SHORT EXERCISE. Retype all the records with nothing changed.

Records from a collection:
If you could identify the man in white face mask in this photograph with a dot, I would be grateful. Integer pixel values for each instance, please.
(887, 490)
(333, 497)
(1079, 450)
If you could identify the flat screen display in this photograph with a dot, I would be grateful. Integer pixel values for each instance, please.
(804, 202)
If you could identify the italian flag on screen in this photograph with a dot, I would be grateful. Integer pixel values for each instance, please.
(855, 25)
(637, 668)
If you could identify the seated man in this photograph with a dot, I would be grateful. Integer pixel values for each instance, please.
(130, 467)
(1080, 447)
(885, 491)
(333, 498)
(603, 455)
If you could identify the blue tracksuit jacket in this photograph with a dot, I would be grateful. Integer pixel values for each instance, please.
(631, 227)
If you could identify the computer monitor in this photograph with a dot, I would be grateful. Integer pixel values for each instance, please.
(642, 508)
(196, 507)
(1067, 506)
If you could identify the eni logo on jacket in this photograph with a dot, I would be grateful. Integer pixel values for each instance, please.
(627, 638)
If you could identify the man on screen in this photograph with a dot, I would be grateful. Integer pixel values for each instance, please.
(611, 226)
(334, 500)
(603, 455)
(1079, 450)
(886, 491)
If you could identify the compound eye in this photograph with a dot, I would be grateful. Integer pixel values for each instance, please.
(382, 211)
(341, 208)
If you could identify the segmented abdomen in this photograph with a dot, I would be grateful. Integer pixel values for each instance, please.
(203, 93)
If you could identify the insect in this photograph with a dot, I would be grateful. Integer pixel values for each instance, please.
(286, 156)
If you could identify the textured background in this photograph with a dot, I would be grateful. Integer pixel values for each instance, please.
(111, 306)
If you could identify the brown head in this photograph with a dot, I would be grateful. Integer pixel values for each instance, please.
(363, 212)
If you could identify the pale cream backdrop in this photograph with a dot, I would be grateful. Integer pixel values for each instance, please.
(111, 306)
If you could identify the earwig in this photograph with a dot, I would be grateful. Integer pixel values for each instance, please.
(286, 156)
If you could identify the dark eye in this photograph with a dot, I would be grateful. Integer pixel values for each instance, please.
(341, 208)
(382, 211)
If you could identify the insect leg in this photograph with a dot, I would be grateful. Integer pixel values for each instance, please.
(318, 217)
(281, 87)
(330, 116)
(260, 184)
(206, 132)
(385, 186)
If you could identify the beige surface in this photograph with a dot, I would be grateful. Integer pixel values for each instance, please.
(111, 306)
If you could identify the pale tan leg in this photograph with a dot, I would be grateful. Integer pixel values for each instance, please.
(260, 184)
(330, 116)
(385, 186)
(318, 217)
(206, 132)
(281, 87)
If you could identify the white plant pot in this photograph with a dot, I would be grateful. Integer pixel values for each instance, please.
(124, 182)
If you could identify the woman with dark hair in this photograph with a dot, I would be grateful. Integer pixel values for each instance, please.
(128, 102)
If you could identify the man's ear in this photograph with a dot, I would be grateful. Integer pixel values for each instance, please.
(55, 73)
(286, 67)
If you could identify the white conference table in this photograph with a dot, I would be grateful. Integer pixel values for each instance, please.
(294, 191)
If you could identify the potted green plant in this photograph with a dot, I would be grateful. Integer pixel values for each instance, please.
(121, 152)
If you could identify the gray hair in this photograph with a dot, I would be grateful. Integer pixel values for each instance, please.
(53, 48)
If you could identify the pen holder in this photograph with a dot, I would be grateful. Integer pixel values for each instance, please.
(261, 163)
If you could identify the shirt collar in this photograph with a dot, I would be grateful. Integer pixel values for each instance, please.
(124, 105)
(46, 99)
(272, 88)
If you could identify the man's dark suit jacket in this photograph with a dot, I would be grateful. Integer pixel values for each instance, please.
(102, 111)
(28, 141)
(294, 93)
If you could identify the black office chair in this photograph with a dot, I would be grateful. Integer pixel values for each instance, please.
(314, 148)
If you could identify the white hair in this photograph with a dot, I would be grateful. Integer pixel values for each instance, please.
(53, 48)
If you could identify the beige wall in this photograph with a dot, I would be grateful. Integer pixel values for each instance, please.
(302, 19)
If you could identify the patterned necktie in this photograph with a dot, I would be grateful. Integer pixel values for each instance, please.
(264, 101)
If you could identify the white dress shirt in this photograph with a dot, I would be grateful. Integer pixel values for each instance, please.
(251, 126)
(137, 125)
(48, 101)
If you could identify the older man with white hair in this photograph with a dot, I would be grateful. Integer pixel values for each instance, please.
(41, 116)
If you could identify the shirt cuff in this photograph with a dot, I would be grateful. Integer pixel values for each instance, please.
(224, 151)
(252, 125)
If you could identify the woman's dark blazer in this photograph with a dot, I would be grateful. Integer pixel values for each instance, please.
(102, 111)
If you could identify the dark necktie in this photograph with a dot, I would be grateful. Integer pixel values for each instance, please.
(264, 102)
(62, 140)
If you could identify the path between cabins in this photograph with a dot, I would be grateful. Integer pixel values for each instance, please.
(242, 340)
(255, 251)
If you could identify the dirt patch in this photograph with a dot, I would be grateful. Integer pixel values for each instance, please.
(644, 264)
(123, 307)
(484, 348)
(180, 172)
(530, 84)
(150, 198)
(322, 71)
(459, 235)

ANSWER BELOW.
If you could identify the man in white face mask in this photograph with a dot, I would be grateful. Integer pixel values for each instance, please.
(887, 490)
(333, 497)
(1079, 450)
If you could identify the flat screen display in this photograph with a dot, I would be grateful. Integer pixel values for each instance, please.
(804, 202)
If you could identify the italian flag on screen in this photograph with a dot, I would be grateful. Integer pixel values for each instance, please.
(855, 25)
(637, 668)
If you could identify the seated man in this photograph with a dot, I would be grateful. Integer pixel values for each instance, please.
(130, 467)
(1080, 447)
(885, 491)
(333, 498)
(603, 455)
If you could identify the blue tracksuit jacket in this photograph with a dot, I would be grateful. Integer pixel values for each instance, please.
(631, 227)
If you could identify the computer monitor in this photograph with a dot, I would be grateful. Integer pixel values for each instance, please.
(642, 508)
(196, 507)
(1067, 506)
If you could identify the eni logo on jacket in this photograph with a dot, I would be grateful. Integer pixel values for each instance, please.
(627, 638)
If you could identify the man on screen in this photograph with a dot, I would be grateful. Integer pixel values for each instance, please.
(611, 226)
(334, 500)
(603, 455)
(1079, 450)
(886, 491)
If you could identify the compound eye in this photograph with a dot, I would be grateful. Integer pixel values for each instance, please.
(382, 211)
(341, 208)
If you could identify the segmented abdomen in this photograph with a dot, I would be grateful. Integer pixel values for each instance, please.
(203, 93)
If you could identify the insect in this photograph with a dot, I would be grateful. Integer pixel values for each instance, please.
(286, 156)
If you could identify the textured background in this photograph with a dot, I would be grateful. Integer pixel values for each instance, please.
(111, 306)
If you could identify the brown head in this photograph with a dot, I would be grateful. Integer pixel values for each instance, please.
(363, 212)
If you could identify the pale cream backdrop in this photograph with a dot, I would be grateful. Integer pixel values for each instance, please.
(111, 306)
If you could identify the earwig in this photograph with a dot, I would be grateful. Integer pixel values for each instance, please.
(286, 156)
If you could identify the dark eye in this photograph with a dot, I would be grateful. Integer pixel values for each instance, please.
(341, 208)
(382, 211)
If you could identify the insect leg in this photograph with a dot, I would be grateful. Integer pixel values for each instance, please.
(318, 217)
(281, 87)
(330, 116)
(260, 184)
(206, 132)
(385, 186)
If you could identify the beige surface in this photograph with a dot, I would be grateful. Integer pixel values for each instance, please.
(111, 306)
If you could identify the pale tan leg in this photograph with a dot, I would be grateful. Integer pixel values for each instance, please.
(260, 184)
(330, 116)
(385, 186)
(318, 217)
(206, 132)
(281, 87)
If you could identify the white plant pot in this photograph with a dot, I would be grateful. Integer pixel values for each instance, please.
(124, 182)
If you could identify the woman with dark hair in this photograph with a dot, I would be grateful. Integer pixel values for each instance, please.
(128, 102)
If you could identify the man's ear in this photograph with a dot, I would be grateful. Integer pixel values for each instance, please.
(55, 73)
(286, 67)
If you could identify the white conference table in this photograph with a dot, I would be grateful. Integer pixel values for each instance, please.
(294, 191)
If you could identify the potted green plant in this photograph with a dot, I would be grateful. Integer pixel values for each instance, please.
(121, 152)
If you could identify the gray hair in this photograph with a dot, I would be grateful. Integer pixel values for each instance, please.
(53, 48)
If you could identify the pen holder in this photograph with a dot, I would be grateful. Integer pixel values for each instance, please.
(261, 163)
If you could identify the shirt collar in this photograph with a dot, I would be grateful. Integer pixel values for each instance, please.
(124, 105)
(46, 99)
(272, 88)
If you could identify the man's dark suit jacket in this photograph with a dot, I would be grateful. Integer pixel values for each instance, please.
(102, 111)
(28, 141)
(294, 93)
If you could identify the black office chair in this photograph with a dot, I would be grateful. Integer pixel values for each instance, please.
(314, 148)
If you could identify the white hair in this photograph with a dot, I would be grateful. Integer pixel values for each instance, please.
(53, 48)
If you could identify the beige wall in this photograph with a dot, I would be grateful. Integer pixel values for each instance, please.
(302, 19)
If you could identify the patterned necktie in this photograph with a dot, I would be grateful. Integer pixel values for each instance, please.
(264, 101)
If you could identify the white dress shirt in this photograph with a dot, I would be grateful. Integer pixel values for each instance, please.
(251, 126)
(137, 125)
(48, 101)
If you could identify the older man with white hair in this photograph with a dot, I would be grateful. Integer pixel values for each instance, please.
(41, 116)
If you could identify the shirt cuff in this photograph with a dot, I would be grateful. Integer pixel values for each instance, please.
(224, 151)
(252, 125)
If you could identify the woman's dark blazer in this photograph with a dot, I would be grateful. Integer pixel values for each instance, please.
(102, 111)
If you could identify the dark necktie in this photograph with a dot, I would be grateful. Integer pixel values for each instance, please.
(264, 102)
(62, 140)
If you could identify the path between cabins in this photograph with a dot, I would be grateful. Integer pixel values for each instance, please.
(242, 340)
(255, 251)
If you could identify the dirt patch in this photograph with a dot, I would be grateful. Integer pixel values for each instance, please.
(644, 264)
(123, 307)
(484, 348)
(180, 172)
(530, 84)
(150, 198)
(322, 71)
(459, 235)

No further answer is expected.